| WHAT YOU SHOULD DO |
Before printing, remove every picture; then print the lines below exactly, from the first line through the line containing "--detect wing feathers".

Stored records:
┌──

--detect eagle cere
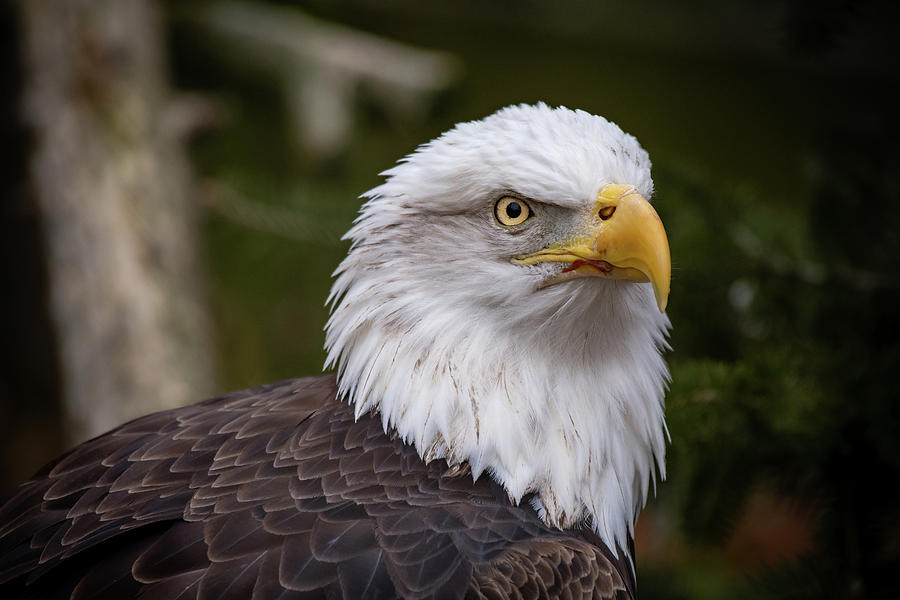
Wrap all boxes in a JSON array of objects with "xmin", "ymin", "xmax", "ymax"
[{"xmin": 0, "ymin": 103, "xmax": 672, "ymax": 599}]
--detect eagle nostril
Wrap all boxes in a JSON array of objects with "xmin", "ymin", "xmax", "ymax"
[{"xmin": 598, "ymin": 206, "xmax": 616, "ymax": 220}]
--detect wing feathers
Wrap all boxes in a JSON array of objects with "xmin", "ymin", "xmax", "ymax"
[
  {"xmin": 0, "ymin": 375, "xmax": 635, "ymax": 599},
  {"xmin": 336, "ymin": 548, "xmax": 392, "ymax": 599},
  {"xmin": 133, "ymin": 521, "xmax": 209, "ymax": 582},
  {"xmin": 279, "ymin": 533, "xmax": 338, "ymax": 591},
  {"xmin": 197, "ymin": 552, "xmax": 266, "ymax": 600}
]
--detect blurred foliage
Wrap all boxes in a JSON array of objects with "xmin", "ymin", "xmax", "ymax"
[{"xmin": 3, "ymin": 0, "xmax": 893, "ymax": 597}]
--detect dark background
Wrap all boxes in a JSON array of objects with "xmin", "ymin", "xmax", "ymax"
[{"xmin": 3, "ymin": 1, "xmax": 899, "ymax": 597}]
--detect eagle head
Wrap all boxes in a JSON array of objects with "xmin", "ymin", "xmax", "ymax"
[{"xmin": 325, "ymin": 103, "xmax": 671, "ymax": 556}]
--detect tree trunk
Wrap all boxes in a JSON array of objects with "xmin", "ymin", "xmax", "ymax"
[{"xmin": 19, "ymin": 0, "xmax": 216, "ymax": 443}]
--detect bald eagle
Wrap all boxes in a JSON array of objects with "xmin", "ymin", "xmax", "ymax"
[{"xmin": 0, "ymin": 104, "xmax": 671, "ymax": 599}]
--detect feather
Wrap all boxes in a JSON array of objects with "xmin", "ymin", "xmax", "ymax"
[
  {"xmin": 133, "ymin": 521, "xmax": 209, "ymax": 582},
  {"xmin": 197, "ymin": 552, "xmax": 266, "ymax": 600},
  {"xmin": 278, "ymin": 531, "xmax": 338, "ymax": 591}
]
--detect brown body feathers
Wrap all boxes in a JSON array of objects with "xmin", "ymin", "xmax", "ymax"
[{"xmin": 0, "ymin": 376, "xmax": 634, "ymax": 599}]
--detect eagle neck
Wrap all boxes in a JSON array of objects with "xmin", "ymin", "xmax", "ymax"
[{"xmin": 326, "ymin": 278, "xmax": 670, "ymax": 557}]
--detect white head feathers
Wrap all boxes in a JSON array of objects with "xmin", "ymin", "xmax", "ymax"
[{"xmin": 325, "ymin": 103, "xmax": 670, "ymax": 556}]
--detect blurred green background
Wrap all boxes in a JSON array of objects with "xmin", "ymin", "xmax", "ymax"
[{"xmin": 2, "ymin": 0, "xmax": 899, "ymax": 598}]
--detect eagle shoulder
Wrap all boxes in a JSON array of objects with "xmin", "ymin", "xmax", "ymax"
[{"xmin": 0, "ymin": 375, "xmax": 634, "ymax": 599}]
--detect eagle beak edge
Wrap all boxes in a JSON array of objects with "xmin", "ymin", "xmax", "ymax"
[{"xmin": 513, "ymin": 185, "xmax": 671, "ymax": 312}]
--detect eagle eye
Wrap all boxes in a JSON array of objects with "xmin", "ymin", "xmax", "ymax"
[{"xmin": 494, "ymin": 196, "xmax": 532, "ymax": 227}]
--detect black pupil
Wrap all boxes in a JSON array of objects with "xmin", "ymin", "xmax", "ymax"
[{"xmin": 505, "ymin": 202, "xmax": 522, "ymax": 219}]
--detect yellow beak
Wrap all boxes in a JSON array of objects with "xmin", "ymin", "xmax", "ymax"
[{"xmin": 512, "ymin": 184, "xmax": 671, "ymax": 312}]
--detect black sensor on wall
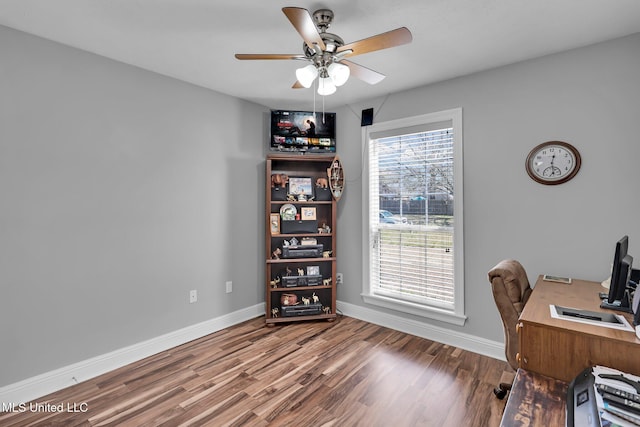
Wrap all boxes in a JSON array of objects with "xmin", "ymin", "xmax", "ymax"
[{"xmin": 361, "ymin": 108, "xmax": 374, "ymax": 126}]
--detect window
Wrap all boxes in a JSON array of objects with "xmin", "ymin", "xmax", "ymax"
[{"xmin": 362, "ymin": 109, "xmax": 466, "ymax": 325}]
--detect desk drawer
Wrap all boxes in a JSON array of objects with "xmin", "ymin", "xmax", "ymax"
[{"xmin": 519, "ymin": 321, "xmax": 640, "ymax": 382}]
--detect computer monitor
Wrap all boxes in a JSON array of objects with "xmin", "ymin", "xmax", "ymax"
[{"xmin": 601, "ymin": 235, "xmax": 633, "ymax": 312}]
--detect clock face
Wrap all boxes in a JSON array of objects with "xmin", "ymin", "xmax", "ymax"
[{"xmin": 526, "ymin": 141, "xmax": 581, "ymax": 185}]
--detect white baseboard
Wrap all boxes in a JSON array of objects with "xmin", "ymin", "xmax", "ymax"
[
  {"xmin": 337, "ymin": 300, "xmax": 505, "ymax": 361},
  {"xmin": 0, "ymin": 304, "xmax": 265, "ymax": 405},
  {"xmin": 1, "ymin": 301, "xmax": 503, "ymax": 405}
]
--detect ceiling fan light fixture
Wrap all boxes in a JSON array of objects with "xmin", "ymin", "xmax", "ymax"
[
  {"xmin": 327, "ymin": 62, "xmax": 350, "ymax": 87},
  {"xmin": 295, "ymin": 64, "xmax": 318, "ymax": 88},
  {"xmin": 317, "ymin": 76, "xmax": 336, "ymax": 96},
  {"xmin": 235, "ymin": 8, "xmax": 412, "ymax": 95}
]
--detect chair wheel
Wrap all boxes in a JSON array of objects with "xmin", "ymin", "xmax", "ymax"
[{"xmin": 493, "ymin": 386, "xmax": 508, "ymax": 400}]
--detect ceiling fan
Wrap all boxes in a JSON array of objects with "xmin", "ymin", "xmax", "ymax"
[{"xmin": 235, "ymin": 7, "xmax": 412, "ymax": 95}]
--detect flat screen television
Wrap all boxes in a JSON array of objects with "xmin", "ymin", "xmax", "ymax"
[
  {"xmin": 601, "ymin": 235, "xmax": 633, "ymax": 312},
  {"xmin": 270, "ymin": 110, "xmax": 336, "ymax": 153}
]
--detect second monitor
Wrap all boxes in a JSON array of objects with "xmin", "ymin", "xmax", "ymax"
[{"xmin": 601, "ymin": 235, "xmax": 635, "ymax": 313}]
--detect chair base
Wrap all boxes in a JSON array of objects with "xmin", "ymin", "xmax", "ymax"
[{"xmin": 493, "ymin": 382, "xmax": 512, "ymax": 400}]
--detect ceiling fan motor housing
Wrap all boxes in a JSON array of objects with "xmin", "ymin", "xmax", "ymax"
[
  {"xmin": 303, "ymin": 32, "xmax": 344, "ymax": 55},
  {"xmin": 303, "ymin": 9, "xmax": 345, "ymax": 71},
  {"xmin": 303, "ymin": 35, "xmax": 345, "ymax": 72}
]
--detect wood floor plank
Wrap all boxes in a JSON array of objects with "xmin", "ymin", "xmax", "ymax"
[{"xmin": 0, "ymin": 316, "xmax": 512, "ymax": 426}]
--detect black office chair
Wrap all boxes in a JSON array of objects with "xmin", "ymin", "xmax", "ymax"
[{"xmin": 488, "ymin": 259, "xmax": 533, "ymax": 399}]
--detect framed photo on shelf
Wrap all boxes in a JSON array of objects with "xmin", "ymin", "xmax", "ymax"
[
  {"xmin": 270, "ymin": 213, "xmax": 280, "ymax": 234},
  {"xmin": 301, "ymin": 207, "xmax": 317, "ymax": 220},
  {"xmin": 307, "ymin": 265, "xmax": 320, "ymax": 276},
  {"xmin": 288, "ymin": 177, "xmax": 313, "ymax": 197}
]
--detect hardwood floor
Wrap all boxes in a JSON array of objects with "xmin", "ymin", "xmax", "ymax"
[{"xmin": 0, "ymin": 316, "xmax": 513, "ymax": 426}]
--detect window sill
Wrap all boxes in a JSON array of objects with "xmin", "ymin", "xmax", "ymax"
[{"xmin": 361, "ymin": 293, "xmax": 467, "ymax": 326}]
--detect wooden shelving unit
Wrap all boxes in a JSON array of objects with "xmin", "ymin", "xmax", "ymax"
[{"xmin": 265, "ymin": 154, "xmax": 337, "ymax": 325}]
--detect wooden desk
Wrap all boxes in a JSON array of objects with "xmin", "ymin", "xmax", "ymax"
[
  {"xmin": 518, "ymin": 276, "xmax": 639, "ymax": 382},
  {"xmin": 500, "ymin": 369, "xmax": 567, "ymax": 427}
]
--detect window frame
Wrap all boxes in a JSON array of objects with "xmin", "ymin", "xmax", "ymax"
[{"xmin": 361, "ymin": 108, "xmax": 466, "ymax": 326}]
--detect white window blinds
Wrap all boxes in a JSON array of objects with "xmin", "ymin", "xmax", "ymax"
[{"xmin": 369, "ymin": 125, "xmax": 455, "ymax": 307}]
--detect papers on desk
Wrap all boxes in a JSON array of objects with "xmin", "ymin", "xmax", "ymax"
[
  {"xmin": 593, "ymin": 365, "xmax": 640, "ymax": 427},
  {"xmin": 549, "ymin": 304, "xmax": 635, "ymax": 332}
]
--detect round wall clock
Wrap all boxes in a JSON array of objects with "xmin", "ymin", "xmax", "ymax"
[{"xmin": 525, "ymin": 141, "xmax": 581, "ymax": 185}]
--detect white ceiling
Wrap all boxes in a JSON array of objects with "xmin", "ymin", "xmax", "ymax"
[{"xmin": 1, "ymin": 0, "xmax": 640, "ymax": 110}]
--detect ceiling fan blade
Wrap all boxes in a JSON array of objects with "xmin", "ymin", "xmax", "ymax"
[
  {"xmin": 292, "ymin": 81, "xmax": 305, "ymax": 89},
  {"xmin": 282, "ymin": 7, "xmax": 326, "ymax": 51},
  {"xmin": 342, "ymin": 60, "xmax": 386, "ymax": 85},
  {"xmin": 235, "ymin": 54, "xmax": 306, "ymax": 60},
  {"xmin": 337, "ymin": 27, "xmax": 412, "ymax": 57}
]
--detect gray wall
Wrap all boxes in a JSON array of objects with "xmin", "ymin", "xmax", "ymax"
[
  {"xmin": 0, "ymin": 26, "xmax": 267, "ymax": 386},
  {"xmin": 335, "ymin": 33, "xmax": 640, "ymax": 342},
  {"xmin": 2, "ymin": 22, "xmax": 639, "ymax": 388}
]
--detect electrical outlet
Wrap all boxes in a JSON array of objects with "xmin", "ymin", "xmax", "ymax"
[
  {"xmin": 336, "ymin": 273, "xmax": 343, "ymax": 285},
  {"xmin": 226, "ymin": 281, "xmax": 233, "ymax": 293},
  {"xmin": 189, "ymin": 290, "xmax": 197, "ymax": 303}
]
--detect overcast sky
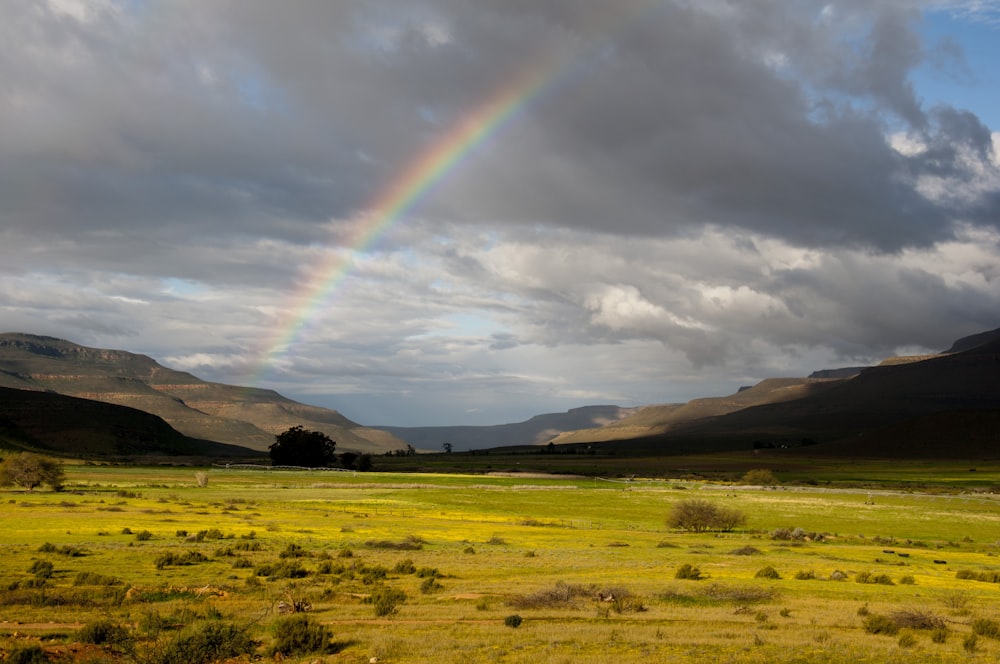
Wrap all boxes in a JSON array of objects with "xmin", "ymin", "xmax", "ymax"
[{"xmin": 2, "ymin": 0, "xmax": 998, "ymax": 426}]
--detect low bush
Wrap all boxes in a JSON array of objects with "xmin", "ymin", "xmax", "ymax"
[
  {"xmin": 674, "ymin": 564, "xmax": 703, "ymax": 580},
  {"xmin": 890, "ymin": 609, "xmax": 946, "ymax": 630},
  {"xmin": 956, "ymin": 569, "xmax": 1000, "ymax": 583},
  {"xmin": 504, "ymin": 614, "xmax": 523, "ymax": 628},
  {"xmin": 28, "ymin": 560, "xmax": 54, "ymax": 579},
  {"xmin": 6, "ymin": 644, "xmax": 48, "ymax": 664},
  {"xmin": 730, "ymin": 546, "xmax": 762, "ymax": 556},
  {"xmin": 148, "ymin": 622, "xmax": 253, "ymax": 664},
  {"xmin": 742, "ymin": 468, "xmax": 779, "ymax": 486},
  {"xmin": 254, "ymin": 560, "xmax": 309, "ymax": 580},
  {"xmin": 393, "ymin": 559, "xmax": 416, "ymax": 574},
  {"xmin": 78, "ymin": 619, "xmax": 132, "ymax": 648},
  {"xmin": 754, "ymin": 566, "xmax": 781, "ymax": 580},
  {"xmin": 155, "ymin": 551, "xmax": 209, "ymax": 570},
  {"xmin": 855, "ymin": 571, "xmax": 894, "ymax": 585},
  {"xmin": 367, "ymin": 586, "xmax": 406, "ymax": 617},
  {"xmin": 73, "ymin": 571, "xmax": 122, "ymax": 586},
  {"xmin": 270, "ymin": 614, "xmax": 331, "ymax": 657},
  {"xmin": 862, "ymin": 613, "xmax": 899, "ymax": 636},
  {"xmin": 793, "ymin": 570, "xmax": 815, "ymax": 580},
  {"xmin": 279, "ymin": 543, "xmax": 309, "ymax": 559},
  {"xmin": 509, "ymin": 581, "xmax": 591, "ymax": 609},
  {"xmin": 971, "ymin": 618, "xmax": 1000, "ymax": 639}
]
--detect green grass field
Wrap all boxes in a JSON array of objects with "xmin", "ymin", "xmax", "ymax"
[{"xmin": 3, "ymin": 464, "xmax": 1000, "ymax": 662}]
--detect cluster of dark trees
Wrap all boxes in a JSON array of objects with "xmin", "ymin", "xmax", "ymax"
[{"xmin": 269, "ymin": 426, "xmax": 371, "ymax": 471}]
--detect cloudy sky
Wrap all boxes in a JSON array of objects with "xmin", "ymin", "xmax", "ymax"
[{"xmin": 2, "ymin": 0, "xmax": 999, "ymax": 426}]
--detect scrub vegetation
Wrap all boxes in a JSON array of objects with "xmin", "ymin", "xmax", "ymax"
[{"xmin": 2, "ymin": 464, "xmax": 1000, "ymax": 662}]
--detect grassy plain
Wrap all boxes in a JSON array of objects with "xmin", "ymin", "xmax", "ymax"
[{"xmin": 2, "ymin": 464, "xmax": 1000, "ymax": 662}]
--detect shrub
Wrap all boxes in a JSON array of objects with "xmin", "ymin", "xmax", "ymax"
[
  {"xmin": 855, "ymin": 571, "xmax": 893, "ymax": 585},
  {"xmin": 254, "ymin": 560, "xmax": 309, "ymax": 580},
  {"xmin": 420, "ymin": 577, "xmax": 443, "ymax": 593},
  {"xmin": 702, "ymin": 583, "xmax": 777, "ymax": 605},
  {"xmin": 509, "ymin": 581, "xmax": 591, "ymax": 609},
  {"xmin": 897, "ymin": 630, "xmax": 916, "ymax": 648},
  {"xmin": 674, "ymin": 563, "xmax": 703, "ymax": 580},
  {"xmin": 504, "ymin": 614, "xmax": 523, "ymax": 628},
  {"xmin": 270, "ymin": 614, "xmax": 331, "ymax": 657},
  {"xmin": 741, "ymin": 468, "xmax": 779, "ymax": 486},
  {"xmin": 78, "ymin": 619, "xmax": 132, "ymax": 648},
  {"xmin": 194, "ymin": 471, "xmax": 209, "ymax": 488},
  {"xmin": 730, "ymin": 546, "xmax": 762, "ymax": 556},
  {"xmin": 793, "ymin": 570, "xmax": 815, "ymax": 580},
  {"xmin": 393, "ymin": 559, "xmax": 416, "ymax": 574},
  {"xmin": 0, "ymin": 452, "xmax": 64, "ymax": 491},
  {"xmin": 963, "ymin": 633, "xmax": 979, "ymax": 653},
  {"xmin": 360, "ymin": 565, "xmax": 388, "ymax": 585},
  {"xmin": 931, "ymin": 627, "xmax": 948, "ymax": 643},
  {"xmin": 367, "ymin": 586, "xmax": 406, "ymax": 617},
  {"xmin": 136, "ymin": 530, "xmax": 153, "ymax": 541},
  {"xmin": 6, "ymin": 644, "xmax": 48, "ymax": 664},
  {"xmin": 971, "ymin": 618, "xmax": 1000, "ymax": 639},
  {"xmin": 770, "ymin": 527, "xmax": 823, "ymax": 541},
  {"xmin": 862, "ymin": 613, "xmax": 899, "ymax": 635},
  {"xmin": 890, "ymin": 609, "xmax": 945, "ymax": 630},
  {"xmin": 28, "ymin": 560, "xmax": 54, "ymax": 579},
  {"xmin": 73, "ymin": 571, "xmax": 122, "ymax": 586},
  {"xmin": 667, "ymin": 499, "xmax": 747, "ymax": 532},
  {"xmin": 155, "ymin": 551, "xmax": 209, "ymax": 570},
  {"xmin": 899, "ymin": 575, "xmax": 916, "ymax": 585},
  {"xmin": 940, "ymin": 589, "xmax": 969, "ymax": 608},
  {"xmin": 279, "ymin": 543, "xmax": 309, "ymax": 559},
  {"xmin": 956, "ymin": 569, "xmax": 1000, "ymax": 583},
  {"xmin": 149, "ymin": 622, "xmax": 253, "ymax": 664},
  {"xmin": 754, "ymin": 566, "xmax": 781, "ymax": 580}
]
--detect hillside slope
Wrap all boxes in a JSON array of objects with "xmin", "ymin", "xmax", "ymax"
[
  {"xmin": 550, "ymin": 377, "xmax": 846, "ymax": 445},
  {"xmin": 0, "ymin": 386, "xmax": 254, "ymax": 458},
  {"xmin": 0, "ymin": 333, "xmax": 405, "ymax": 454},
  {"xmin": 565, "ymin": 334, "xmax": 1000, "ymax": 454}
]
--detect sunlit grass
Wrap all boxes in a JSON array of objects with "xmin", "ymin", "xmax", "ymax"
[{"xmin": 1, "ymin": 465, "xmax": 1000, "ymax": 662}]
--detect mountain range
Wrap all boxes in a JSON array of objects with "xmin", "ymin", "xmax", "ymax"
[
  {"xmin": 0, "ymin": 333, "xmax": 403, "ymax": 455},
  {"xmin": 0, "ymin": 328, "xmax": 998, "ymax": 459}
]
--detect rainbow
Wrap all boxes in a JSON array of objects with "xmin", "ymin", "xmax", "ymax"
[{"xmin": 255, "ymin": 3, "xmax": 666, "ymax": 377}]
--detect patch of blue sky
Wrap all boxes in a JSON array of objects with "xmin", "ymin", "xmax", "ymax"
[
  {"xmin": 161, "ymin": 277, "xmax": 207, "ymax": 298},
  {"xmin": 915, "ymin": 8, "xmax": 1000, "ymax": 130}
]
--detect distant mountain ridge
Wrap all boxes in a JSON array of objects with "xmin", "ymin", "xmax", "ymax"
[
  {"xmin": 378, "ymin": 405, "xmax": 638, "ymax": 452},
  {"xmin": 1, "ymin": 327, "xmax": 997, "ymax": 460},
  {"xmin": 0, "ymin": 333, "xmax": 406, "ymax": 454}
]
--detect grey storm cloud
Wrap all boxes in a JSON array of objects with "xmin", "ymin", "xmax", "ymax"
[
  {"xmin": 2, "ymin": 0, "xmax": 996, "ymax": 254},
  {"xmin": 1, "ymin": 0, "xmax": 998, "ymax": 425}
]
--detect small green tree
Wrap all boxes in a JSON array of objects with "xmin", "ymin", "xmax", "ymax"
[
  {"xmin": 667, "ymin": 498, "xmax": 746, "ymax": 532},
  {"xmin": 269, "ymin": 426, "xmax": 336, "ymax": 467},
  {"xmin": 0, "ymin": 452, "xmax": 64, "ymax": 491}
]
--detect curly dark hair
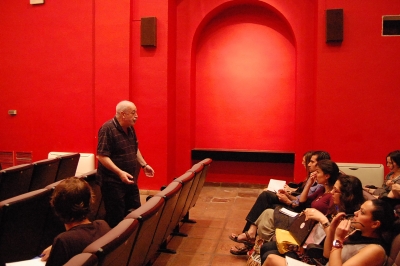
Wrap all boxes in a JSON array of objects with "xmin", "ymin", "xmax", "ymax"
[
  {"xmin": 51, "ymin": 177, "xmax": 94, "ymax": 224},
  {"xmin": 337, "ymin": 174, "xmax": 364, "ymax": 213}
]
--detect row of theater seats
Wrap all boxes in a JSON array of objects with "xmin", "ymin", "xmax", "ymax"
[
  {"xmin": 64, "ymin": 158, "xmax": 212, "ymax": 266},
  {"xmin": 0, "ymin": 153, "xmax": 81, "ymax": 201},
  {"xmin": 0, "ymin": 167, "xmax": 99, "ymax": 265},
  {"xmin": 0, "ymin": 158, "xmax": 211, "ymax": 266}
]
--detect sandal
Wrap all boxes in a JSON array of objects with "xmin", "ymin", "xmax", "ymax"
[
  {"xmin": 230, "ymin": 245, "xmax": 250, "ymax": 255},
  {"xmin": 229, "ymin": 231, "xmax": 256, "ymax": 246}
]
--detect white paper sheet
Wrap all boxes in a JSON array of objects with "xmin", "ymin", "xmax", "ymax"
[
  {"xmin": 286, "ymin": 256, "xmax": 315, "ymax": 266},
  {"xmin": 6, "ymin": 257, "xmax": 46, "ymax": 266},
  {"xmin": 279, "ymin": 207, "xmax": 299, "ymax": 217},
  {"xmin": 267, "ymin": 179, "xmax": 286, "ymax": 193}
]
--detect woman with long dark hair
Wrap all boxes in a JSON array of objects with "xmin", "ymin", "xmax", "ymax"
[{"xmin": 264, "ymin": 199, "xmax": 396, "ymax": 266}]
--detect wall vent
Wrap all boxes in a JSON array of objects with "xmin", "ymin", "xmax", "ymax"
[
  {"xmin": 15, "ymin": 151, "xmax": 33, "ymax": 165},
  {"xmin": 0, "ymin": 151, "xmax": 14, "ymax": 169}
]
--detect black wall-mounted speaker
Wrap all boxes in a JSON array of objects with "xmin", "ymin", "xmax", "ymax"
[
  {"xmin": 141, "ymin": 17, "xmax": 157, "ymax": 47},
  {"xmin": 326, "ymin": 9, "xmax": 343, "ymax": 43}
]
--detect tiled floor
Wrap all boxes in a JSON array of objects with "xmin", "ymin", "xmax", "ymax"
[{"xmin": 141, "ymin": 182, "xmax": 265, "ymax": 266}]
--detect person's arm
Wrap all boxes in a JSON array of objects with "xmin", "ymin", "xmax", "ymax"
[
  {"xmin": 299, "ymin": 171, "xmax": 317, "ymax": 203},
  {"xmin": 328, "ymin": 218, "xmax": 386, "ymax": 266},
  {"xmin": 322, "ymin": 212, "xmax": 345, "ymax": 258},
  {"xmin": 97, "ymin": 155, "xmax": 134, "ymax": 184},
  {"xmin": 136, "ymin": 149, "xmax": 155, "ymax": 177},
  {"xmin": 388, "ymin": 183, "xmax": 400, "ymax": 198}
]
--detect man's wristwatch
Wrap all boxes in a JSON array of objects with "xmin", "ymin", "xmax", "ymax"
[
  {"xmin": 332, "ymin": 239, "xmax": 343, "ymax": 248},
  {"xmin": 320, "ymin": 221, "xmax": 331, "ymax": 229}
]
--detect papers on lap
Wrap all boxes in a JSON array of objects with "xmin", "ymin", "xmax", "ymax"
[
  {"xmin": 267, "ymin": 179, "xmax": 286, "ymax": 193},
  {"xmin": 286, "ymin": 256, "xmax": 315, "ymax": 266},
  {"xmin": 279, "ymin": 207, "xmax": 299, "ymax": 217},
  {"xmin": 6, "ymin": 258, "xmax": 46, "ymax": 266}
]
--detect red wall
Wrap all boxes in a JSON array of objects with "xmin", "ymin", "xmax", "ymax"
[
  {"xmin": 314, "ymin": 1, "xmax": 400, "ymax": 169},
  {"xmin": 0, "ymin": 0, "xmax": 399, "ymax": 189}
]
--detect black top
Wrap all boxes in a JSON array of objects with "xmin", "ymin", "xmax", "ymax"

└──

| EXERCISE RESPONSE |
--detect eagle cere
Wrap all boxes in a JSON array of objects with "xmin", "ymin", "xmax", "ymax"
[{"xmin": 0, "ymin": 103, "xmax": 672, "ymax": 599}]
--detect eagle nostril
Wrap all boxes in a JSON array of objects with "xmin", "ymin", "xmax", "ymax"
[{"xmin": 598, "ymin": 206, "xmax": 616, "ymax": 220}]
--detect wing feathers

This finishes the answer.